» **Required work**:
Set out the lines below as a JSON list of strings, one string per line and no blank lines, starting at the line that contains "Target: blue sky" and ending at the last line of the records.

» **Data entries**:
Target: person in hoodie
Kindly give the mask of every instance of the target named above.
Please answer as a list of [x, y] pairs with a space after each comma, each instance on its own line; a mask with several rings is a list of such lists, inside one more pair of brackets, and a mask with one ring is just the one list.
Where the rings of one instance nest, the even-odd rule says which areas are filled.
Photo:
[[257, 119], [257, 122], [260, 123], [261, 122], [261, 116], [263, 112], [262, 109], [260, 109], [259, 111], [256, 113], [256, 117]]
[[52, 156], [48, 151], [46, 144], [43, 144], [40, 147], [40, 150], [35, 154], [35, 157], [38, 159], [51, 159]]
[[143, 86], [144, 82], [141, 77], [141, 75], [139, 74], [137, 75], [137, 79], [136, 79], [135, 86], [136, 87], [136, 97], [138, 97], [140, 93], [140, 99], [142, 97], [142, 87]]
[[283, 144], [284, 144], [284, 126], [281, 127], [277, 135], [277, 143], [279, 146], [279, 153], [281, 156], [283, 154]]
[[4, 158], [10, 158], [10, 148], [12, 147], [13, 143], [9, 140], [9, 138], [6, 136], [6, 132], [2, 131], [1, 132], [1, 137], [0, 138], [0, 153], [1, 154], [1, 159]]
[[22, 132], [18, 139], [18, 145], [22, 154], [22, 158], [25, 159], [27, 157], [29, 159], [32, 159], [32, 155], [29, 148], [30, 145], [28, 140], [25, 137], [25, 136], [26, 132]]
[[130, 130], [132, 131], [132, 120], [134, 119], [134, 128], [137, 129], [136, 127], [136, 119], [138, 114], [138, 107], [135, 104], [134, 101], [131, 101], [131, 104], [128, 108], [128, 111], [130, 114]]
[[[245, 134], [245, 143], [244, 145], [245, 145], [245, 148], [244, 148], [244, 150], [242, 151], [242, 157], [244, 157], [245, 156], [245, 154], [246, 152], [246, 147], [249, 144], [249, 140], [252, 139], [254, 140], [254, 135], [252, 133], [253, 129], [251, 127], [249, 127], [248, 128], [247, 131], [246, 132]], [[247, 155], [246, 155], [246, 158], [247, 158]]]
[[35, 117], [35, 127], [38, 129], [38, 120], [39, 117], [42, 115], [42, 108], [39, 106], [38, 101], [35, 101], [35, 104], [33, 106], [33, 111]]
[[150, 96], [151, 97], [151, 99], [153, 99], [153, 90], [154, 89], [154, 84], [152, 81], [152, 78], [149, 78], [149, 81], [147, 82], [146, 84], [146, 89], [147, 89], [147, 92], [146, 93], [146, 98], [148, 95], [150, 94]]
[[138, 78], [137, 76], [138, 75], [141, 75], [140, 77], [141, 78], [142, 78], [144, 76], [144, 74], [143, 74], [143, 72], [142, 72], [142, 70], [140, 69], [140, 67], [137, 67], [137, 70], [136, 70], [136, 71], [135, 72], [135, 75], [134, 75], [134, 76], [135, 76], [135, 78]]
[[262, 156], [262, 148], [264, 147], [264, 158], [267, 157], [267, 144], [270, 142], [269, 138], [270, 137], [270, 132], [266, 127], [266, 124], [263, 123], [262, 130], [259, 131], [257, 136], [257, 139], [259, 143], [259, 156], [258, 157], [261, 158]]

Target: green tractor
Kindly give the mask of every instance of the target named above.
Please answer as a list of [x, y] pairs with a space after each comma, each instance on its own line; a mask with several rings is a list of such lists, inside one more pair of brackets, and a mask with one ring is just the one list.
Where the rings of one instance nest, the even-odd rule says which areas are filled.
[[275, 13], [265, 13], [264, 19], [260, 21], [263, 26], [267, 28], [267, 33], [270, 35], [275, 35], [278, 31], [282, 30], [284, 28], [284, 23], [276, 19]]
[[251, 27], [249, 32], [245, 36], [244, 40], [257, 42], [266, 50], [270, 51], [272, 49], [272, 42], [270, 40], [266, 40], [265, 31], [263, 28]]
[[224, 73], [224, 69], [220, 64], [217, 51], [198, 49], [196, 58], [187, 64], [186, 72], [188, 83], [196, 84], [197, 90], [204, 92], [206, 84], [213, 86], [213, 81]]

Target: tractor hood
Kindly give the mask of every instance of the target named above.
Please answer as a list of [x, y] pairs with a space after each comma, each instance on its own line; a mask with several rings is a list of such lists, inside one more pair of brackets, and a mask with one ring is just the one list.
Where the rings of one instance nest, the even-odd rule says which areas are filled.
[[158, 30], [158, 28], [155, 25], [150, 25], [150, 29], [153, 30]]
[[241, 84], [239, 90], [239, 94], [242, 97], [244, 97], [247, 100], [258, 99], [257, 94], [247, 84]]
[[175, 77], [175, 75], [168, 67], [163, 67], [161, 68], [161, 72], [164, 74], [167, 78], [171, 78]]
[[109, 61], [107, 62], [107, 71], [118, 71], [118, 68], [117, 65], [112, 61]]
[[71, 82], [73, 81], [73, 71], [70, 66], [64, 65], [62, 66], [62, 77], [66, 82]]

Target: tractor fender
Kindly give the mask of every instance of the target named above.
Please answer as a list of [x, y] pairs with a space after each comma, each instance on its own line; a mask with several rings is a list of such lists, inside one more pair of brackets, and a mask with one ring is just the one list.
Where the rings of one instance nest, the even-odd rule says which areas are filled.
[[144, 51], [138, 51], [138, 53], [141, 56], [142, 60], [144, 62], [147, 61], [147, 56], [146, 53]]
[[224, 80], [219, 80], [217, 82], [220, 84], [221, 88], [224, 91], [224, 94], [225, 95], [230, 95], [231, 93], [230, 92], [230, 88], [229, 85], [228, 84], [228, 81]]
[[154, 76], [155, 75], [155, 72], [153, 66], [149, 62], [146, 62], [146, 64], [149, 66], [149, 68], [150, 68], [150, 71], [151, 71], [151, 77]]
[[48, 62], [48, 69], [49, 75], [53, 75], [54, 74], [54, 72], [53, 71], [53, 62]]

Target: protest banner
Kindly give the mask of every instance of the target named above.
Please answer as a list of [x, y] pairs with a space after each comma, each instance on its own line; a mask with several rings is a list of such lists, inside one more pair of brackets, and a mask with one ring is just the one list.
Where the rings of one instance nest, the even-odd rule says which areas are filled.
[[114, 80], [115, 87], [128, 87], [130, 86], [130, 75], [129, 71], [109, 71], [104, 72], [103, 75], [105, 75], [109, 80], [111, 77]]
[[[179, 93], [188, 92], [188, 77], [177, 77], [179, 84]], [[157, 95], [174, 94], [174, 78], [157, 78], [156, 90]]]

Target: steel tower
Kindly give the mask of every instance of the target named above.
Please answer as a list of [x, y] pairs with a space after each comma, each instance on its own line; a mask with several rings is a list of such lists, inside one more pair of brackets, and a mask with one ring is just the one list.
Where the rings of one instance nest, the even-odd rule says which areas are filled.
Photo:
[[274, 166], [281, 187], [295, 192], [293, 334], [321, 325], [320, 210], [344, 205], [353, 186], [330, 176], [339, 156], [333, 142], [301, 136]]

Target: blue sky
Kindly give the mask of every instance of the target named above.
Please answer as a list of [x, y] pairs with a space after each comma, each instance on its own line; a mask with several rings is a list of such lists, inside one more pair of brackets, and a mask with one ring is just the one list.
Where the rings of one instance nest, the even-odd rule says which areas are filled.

» **The output**:
[
  "Target: blue sky",
  "Kindly give the mask of every instance of the target named above.",
  "Please answer as a list of [x, y] pairs with a space after each comma, each instance on its own line; a mask with several rings is a list of such lists, inside one more pair of brackets, and a mask with one ring is just the one list.",
  "Where the rings of one instance nest, the even-odd rule says which areas are filled."
]